Required work ->
a: From the closest binary search tree value write-up, return the stretch from "Closest Binary Search" through "O(logn), constant space.", copied word for word.
b: Answer these from the closest binary search tree value write-up:
(i) What run time complexity does the solution state?
(ii) What kind of number is the target value said to be?
(iii) What does the code return when the root is null?

Document excerpt ->

Closest Binary Search Tree Value

Given a non-empty binary search tree and a target value, find the value in the BST that is closest to the target.

Note:

• Given target value is a floating point.
• You are guaranteed to have only one unique value in the BST that is closest to the target.

Solution: binary search
Run time complexity is O(logn), constant space.
注意：初始化 minDiff时候不能等于Integer.MAX_VALUE, 
test case: input[1500000000,1400000000], target -1500000000.0 过不了，因为最小差值超过Integer.MAX_VALUE了已经。

/**
 * Definition for a binary tree node.
 * public class TreeNode {
 *     int val;
 *     TreeNode left;
 *     TreeNode right;
 *     TreeNode(int x) { val = x; }
 * }
 */
public class Solution {
    public int closestValue(TreeNode root, double target) {
        if (root == null) {
            return 0;
        }
        
        double minDiff = Math.abs(root.val - target);
        int value = root.val;
        while (root != null) {
            if (Math.abs(root.val - target) < minDiff) {
                minDiff = Math.abs(root.val - target);
                value = root.val;
            }
            
            if (root.val < target) {
                root = root.right;
            } else {
                root = root.left;
            }
        }
        
        return value;
    }
}

Supplied data ->
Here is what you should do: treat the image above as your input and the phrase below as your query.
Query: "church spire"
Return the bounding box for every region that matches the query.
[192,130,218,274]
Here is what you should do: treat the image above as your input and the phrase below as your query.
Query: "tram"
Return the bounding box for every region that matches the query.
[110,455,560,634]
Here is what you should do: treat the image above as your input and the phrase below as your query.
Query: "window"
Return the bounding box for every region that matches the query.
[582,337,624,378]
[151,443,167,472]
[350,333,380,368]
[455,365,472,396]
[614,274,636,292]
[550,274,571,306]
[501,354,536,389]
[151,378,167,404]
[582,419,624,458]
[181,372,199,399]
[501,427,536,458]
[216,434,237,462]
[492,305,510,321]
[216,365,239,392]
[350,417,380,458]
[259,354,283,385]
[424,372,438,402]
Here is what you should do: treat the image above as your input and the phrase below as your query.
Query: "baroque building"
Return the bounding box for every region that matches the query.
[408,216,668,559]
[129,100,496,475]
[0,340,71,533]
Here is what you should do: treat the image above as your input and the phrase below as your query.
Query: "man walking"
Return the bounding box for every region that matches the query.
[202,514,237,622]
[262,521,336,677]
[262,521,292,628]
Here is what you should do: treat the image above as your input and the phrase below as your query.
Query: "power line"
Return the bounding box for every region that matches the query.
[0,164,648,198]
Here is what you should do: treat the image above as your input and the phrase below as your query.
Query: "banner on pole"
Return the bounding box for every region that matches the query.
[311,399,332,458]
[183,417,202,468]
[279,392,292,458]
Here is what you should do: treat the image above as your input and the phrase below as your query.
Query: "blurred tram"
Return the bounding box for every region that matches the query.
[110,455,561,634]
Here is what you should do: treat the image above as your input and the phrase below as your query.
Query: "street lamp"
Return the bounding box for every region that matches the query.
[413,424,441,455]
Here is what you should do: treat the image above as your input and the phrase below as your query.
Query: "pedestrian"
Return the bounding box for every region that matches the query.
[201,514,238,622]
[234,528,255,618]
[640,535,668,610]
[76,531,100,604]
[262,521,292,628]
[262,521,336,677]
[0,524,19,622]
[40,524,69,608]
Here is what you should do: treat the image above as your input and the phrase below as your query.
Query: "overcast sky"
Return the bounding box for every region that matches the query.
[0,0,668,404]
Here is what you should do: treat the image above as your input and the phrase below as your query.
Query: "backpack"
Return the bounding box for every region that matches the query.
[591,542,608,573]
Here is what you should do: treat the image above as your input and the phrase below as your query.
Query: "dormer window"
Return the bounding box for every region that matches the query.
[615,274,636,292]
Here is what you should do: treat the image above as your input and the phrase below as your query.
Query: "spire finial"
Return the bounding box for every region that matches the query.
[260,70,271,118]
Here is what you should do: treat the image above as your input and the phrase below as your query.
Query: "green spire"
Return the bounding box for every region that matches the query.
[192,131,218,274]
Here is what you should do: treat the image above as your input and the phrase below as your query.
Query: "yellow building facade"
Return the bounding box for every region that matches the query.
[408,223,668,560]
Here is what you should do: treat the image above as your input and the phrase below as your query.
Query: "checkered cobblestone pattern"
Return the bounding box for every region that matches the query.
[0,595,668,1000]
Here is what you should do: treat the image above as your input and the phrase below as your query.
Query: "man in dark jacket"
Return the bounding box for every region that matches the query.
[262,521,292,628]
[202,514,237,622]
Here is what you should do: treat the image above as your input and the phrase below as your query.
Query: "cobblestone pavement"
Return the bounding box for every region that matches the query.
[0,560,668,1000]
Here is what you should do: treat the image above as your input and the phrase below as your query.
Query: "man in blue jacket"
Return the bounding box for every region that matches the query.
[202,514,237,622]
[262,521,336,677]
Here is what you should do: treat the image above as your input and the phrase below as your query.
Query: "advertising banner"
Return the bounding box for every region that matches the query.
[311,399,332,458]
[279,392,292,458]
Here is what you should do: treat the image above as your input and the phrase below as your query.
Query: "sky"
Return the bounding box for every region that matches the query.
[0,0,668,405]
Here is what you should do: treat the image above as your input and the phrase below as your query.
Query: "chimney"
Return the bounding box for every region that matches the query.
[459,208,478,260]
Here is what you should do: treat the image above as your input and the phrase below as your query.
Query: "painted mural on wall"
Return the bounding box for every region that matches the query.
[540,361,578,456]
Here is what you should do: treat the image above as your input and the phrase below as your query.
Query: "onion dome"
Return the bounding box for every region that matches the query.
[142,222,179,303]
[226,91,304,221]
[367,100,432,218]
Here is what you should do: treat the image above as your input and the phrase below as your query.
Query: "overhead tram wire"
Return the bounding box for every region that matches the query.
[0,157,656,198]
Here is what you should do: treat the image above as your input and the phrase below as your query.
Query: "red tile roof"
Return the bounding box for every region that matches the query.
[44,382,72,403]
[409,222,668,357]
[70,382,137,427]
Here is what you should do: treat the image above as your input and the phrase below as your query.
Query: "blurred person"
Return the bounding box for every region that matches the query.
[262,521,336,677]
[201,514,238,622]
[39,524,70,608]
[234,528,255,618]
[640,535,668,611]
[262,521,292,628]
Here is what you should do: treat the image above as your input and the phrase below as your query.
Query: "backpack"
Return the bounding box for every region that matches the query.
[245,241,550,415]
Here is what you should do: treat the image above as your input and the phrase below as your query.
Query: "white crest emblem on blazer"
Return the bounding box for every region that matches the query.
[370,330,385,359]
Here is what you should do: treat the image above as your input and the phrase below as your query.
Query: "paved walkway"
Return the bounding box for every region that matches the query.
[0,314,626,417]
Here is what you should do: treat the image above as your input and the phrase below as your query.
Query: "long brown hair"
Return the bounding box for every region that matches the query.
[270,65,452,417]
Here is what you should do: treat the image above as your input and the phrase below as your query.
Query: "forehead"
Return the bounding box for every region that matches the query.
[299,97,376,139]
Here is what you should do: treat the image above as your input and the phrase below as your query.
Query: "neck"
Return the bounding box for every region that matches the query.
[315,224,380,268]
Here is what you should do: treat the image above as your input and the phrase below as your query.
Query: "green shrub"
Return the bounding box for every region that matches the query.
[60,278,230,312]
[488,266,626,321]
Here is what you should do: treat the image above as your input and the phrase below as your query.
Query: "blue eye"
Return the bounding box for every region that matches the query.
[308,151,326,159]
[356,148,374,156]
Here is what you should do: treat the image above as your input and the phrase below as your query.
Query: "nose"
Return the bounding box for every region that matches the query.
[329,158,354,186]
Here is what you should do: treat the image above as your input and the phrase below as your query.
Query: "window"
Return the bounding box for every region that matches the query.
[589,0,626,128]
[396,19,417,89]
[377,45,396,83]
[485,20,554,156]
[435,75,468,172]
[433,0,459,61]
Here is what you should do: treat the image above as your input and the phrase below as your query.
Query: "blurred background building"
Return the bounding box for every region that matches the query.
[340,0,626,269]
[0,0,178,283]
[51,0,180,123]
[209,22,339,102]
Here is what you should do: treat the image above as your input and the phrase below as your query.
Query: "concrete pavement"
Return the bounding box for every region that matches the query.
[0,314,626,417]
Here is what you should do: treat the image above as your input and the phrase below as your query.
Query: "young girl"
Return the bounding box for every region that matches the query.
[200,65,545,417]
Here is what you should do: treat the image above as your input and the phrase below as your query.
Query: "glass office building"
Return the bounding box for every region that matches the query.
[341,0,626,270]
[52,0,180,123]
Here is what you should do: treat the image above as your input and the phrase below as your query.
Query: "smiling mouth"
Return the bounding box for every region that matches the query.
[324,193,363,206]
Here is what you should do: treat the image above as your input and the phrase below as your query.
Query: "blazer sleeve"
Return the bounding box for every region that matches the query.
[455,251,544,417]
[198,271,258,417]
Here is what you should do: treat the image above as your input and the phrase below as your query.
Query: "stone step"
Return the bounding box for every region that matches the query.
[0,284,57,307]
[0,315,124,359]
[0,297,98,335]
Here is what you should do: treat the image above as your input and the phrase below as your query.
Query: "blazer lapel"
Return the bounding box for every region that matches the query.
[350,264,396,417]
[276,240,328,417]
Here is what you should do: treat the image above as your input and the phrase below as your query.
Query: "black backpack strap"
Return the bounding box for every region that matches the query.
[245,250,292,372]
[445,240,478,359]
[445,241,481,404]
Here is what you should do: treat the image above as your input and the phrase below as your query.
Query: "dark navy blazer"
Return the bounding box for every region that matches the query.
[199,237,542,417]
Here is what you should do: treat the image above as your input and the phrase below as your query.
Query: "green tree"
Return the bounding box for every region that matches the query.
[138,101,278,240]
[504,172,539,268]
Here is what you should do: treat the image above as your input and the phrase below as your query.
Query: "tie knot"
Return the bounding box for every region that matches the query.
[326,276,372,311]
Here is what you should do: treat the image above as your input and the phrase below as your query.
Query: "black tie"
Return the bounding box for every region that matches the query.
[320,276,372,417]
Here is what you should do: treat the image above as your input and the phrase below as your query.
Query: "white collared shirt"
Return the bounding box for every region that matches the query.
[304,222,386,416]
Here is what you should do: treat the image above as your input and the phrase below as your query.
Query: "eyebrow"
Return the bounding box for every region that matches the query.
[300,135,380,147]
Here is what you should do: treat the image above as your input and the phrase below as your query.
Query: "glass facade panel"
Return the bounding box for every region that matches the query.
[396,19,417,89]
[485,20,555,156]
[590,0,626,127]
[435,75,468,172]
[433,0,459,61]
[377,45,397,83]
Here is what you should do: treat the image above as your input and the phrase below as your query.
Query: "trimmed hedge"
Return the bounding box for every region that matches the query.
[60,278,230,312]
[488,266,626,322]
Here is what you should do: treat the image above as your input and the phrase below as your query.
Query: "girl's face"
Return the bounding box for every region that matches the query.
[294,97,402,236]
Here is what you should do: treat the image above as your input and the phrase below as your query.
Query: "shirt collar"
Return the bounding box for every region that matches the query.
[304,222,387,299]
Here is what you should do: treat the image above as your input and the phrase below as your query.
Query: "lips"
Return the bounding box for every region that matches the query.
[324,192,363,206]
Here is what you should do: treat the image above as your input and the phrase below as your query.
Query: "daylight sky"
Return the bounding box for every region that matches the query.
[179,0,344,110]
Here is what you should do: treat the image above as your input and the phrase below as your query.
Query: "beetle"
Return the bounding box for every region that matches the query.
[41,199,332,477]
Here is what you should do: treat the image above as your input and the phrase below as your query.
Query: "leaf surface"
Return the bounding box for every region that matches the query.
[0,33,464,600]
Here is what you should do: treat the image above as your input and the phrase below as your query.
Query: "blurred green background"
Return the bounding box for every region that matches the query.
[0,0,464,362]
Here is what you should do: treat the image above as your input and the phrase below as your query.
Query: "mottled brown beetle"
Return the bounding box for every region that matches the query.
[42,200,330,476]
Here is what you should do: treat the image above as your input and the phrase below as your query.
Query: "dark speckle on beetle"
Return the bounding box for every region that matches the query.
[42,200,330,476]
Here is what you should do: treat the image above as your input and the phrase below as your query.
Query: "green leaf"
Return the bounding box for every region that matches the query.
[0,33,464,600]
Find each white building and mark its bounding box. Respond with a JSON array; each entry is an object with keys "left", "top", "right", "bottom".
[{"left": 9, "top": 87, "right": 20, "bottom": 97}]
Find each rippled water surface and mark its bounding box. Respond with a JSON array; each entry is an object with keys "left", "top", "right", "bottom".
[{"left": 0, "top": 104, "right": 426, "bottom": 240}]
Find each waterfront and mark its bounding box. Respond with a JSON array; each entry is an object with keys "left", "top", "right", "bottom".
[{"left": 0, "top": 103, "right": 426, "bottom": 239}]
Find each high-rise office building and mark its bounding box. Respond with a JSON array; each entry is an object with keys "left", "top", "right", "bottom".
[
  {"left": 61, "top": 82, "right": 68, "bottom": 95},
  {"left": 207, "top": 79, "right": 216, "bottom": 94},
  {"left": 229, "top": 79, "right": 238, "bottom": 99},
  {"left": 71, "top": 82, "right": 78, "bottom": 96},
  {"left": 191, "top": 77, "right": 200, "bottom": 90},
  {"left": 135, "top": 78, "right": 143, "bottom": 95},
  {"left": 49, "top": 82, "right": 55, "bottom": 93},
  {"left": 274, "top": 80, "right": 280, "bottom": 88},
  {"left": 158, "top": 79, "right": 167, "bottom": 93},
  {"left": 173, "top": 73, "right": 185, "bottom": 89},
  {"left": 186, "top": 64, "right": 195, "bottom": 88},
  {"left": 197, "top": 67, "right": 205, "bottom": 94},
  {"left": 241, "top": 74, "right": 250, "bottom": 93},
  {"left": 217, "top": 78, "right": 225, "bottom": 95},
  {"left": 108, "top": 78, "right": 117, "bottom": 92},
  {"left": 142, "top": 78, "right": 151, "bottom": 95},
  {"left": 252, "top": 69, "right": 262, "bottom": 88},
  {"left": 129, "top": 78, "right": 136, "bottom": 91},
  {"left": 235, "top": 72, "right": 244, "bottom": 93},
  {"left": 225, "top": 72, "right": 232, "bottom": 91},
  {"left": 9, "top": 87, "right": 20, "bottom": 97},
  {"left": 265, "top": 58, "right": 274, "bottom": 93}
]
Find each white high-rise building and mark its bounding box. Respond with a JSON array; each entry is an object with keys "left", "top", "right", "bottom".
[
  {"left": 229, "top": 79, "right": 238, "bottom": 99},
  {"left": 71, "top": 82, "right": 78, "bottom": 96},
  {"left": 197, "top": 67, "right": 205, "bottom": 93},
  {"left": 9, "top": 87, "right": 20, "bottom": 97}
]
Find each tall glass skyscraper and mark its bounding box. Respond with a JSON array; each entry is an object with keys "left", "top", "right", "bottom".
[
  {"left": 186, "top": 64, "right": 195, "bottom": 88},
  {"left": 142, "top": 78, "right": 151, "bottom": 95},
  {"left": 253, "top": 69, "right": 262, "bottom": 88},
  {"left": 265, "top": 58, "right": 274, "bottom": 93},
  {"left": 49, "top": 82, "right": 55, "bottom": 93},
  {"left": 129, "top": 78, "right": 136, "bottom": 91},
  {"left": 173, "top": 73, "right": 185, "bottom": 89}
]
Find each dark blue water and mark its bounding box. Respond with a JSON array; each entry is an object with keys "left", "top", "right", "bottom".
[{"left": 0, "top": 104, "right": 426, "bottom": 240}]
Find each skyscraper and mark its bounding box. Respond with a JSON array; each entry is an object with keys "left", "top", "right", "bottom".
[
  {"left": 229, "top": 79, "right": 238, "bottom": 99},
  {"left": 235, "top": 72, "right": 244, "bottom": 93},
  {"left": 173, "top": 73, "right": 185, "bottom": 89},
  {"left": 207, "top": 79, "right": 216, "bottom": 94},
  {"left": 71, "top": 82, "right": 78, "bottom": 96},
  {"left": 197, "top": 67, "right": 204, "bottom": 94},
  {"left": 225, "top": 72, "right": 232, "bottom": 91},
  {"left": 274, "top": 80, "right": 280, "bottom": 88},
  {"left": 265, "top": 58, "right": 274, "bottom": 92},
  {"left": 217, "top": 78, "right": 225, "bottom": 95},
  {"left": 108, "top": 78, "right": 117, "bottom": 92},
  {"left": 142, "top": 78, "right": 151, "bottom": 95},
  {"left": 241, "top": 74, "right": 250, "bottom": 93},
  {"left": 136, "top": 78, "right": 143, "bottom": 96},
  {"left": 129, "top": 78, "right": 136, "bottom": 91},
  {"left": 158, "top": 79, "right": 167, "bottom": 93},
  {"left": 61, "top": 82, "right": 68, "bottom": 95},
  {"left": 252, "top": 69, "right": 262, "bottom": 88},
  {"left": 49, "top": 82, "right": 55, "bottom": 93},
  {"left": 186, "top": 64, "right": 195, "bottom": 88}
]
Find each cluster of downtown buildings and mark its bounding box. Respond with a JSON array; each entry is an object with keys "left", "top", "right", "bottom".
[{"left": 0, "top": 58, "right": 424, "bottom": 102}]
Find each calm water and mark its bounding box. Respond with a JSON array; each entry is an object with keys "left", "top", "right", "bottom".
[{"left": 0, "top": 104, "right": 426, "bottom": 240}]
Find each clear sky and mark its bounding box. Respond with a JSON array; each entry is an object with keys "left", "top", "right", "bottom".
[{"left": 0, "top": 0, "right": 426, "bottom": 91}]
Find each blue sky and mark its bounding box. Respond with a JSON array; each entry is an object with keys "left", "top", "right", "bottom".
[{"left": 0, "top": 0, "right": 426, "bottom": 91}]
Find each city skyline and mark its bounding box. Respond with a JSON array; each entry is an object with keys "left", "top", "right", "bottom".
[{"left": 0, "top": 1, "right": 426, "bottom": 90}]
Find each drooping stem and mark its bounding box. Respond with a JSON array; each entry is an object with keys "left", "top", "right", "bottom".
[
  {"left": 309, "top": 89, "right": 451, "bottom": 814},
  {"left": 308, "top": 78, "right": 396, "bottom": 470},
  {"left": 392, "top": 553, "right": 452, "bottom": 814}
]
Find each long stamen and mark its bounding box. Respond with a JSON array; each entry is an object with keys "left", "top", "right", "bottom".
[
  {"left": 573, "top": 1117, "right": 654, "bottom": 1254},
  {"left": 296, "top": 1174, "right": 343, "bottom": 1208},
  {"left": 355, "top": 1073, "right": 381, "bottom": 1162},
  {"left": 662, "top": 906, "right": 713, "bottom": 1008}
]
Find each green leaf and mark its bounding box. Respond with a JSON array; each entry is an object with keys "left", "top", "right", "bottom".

Solutions in order ->
a:
Closest Binary Search Tree Value

Given a non-empty binary search tree and a target value, find the value in the BST that is closest to the target.

Note:

• Given target value is a floating point.
• You are guaranteed to have only one unique value in the BST that is closest to the target.

Solution: binary search
Run time complexity is O(logn), constant space.

b:
(i) O(logn), with constant space
(ii) A floating point
(iii) 0